YOUR OBJECTIVE: Keep only the lines in the entries below that contain the string "dress". The match is case-sensitive.

DATA SECTION:
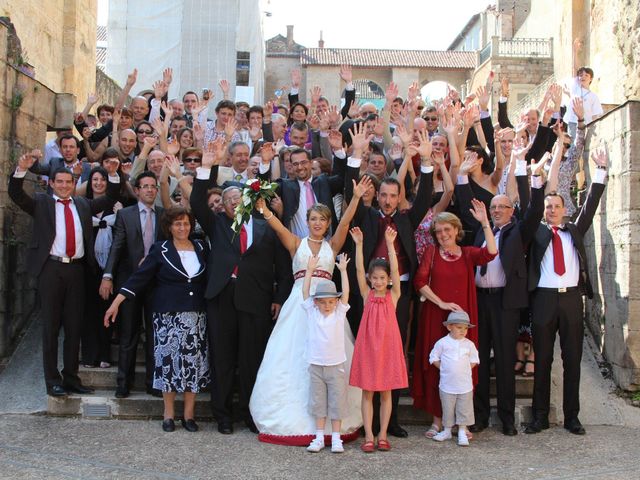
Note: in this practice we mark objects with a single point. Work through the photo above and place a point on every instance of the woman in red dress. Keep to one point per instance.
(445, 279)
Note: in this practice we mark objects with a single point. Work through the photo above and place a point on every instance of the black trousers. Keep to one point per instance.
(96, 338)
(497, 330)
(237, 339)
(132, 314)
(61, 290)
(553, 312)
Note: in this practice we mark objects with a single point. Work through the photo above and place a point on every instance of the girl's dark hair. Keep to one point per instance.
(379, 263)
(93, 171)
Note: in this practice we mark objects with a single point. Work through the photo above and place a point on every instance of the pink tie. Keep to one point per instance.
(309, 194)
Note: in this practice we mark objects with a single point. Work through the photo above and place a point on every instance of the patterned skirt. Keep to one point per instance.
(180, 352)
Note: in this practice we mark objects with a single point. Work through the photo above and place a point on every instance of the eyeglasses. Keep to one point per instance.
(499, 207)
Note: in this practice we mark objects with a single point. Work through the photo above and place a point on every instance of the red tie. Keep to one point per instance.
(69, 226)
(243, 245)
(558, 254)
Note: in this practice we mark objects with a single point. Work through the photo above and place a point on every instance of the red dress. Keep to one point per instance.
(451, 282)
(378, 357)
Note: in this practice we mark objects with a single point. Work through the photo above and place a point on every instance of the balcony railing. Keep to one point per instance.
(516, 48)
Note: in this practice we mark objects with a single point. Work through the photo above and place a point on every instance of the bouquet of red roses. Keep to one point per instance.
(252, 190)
==
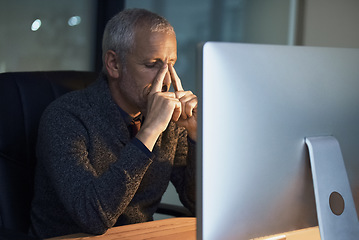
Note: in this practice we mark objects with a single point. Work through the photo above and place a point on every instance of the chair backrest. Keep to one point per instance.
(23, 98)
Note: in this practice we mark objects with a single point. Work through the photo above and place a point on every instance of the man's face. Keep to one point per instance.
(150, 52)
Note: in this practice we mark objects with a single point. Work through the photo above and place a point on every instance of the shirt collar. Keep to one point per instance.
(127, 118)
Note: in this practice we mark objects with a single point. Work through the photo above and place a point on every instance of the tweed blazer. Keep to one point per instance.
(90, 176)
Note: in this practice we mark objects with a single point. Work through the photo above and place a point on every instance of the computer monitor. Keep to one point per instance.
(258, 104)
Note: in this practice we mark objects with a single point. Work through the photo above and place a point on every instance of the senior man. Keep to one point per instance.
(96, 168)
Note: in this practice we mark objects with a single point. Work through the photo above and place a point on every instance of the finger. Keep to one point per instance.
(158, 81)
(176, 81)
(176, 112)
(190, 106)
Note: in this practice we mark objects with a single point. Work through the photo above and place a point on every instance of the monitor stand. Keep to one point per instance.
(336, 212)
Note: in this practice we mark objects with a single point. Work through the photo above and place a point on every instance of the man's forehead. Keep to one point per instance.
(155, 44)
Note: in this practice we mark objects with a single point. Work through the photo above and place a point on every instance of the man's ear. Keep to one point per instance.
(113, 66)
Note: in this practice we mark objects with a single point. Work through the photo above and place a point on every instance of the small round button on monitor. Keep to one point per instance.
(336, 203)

FULL SOLUTION:
Note: in this practice we mark objects with a single point. Work through the photo above and place a point on every instance of the woman in red dress. Keep to one point per instance.
Note: in this practice we mark objects with a single point. Work through the photo above and place a point on every instance of the red dress. Keep to one point per instance.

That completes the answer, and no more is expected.